─── Given data ───
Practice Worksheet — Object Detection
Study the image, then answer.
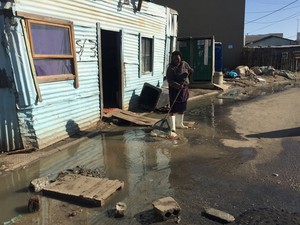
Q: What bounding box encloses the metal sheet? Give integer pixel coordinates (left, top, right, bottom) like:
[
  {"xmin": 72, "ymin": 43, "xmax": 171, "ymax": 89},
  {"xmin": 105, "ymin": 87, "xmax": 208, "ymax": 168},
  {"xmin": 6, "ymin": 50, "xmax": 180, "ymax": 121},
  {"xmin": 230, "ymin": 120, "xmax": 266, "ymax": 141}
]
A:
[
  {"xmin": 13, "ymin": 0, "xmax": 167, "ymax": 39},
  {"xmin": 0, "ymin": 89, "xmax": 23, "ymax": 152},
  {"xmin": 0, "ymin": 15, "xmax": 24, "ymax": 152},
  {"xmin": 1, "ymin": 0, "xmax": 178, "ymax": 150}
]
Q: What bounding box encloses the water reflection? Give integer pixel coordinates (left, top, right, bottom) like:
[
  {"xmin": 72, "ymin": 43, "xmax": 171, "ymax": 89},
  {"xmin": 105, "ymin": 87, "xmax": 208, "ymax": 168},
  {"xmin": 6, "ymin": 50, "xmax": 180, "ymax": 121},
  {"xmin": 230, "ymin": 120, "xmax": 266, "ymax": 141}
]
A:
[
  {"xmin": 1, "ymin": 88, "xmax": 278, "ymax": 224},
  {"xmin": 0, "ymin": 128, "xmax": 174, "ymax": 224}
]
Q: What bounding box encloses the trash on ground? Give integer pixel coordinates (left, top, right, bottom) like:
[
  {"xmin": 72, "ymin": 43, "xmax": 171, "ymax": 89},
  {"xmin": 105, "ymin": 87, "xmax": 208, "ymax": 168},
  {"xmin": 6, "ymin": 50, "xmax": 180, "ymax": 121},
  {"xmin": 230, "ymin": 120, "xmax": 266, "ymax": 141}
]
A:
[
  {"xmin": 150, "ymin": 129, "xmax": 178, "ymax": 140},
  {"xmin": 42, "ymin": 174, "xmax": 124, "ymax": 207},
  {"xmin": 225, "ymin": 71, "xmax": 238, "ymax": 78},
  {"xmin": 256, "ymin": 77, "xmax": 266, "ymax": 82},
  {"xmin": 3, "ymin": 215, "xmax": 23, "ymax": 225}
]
───
─── Given data ───
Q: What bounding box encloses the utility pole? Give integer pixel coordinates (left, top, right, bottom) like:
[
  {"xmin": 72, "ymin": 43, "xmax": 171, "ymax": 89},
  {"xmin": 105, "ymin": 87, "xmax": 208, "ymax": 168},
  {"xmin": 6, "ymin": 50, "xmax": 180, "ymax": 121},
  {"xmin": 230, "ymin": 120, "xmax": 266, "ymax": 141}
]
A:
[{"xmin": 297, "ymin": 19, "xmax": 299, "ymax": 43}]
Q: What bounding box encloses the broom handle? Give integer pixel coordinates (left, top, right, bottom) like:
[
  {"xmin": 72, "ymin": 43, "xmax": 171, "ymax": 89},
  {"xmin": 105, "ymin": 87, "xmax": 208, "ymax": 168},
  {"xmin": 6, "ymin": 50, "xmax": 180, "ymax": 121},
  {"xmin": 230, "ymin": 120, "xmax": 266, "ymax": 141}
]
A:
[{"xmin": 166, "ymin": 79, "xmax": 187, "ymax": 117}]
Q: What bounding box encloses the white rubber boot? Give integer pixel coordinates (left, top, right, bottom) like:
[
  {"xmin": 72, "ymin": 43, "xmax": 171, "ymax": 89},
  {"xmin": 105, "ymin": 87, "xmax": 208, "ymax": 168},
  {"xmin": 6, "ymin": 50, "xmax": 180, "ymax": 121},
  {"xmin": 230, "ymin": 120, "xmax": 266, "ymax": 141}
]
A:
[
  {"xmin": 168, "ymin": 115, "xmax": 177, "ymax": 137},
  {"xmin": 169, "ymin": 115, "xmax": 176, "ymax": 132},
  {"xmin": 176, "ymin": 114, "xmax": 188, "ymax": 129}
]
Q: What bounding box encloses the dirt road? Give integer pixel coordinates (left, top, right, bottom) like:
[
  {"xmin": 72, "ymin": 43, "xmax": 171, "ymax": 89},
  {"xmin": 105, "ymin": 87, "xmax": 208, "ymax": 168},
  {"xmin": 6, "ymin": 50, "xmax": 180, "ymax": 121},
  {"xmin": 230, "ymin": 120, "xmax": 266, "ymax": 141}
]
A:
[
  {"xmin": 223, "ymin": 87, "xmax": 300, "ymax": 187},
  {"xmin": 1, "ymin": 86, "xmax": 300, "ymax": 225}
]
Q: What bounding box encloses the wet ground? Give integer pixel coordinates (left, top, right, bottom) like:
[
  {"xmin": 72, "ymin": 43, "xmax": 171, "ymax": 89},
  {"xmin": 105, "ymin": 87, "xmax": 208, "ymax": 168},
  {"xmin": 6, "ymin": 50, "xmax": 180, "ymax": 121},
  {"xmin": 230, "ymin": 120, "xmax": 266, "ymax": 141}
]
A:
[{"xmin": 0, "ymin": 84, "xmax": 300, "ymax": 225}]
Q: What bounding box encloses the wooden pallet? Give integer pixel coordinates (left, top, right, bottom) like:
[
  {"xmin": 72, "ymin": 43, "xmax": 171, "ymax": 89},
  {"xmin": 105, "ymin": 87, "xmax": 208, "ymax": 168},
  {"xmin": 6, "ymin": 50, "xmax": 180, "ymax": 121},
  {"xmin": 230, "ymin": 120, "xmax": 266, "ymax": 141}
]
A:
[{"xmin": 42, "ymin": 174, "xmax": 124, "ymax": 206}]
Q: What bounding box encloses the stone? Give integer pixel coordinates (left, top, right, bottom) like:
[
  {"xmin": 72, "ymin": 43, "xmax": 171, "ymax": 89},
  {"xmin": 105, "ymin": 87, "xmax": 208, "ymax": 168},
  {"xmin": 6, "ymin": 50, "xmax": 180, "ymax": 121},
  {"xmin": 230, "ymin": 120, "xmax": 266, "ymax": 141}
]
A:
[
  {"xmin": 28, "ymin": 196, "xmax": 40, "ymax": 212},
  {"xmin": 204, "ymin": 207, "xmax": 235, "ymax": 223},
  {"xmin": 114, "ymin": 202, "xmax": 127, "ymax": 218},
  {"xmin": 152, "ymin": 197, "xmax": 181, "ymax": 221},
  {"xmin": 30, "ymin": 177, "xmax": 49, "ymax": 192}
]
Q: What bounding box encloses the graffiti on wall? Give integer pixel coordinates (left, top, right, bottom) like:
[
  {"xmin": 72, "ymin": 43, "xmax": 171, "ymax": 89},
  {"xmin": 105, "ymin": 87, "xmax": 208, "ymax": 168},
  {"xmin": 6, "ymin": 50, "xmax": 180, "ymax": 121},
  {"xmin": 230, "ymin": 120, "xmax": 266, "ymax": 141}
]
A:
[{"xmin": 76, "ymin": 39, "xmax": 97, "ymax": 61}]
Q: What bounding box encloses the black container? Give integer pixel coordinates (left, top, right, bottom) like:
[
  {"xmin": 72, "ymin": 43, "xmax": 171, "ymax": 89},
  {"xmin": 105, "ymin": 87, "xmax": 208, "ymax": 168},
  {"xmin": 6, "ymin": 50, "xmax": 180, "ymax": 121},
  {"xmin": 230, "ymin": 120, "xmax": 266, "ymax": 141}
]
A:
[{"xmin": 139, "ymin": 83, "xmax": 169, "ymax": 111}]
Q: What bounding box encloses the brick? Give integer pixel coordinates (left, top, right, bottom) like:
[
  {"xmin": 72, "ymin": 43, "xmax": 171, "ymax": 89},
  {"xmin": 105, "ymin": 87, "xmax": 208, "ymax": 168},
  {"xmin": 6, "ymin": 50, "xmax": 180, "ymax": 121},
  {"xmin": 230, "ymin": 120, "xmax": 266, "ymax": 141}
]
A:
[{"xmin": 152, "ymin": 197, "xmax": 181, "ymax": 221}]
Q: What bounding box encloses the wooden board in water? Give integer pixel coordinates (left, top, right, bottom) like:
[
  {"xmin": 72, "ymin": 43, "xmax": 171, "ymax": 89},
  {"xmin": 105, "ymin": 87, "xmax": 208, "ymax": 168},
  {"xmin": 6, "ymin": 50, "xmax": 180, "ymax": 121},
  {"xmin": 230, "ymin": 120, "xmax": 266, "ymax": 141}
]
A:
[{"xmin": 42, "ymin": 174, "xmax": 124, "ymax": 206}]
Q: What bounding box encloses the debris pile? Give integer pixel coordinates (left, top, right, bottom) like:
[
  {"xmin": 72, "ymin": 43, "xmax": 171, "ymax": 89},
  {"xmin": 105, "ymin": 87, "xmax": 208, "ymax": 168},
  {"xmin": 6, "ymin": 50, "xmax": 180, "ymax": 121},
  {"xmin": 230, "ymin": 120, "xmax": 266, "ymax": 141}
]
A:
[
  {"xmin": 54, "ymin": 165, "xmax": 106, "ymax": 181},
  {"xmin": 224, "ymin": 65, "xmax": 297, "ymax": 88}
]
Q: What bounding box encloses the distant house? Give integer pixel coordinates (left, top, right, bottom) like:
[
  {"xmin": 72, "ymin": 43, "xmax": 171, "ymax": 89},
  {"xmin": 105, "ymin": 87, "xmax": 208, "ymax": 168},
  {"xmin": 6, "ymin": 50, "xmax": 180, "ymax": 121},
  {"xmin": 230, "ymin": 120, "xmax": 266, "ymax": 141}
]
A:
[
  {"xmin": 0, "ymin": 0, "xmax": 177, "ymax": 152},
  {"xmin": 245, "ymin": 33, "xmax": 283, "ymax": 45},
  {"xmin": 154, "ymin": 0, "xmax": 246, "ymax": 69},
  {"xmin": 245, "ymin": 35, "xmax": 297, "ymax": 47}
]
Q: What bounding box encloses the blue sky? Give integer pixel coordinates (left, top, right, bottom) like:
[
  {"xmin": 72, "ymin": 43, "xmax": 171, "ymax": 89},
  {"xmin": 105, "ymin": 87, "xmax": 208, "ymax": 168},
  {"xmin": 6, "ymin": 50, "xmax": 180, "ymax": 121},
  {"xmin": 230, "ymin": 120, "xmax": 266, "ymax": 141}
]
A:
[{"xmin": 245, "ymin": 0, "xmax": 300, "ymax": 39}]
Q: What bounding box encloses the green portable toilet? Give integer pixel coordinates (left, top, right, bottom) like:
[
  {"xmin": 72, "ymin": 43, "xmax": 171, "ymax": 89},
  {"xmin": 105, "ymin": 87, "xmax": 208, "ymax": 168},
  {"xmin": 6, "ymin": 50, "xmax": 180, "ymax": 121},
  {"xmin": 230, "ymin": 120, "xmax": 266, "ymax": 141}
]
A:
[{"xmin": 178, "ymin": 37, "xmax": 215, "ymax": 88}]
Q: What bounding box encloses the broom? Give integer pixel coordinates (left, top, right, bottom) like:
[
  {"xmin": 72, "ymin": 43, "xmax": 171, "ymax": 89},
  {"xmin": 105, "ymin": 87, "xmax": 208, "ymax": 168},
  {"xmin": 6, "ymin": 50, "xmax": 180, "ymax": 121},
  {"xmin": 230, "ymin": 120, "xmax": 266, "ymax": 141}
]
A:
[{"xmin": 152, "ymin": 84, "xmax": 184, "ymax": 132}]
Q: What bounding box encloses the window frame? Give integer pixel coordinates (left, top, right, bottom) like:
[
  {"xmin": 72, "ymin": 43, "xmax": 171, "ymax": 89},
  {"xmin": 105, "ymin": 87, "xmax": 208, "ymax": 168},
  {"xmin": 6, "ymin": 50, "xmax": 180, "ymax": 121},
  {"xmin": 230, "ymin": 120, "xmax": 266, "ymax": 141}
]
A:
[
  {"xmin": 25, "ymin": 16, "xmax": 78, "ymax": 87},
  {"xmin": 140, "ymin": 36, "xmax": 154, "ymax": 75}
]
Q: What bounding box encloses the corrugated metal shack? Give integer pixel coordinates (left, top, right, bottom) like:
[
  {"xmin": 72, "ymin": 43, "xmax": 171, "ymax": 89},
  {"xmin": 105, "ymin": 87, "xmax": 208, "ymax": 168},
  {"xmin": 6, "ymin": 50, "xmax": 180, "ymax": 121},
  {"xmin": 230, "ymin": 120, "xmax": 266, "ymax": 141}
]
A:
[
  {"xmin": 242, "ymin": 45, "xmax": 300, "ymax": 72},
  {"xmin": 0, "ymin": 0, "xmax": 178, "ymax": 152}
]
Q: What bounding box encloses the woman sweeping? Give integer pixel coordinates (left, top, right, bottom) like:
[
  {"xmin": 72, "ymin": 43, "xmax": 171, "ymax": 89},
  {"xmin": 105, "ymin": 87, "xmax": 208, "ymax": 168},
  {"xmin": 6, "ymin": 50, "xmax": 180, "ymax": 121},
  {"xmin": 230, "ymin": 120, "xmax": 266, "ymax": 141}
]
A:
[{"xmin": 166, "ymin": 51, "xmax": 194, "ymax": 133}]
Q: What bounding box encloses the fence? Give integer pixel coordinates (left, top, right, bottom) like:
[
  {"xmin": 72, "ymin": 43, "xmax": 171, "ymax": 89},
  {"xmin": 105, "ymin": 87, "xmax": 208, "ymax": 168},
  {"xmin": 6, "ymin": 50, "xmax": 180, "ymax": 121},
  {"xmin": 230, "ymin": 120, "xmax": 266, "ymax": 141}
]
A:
───
* **What you have to do**
Taking the records above as a whole, work out how many of their lines hold the word "water". The reply should be that number alone.

* **Exercise solution**
2